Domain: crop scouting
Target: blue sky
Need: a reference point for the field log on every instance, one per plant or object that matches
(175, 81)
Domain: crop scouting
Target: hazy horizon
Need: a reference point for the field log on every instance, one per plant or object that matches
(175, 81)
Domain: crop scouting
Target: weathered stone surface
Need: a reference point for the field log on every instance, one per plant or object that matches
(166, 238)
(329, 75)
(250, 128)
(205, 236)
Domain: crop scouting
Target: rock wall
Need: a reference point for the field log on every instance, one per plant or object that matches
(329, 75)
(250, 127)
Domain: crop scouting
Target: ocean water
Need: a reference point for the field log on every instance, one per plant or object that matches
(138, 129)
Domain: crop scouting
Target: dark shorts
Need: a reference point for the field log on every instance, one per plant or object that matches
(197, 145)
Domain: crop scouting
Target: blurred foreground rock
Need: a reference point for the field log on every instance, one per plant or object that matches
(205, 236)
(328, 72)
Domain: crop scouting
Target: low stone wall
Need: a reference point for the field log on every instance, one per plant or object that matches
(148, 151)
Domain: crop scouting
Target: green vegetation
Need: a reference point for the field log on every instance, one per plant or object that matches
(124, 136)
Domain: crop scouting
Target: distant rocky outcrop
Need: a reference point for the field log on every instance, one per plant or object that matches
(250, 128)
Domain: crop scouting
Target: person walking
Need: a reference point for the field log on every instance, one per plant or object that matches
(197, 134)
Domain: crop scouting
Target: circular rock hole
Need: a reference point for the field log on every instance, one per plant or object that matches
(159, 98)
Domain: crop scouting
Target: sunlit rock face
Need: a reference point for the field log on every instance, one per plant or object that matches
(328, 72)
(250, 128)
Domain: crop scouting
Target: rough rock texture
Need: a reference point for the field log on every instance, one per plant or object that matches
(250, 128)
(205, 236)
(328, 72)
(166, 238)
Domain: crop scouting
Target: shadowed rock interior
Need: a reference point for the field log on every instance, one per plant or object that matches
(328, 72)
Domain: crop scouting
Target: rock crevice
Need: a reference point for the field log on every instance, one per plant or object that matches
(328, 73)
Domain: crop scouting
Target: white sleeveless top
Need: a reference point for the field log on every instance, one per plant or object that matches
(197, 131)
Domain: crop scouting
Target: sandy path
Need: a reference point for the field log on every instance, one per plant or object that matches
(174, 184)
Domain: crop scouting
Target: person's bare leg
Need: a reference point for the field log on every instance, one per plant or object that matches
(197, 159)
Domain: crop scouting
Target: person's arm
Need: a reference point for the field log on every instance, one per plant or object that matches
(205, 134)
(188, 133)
------------------------------------
TASK STATEMENT -
For the string "wall", search the preceding data and copy every line that includes it.

WRITTEN ANSWER -
Target: rock wall
Target: low stone wall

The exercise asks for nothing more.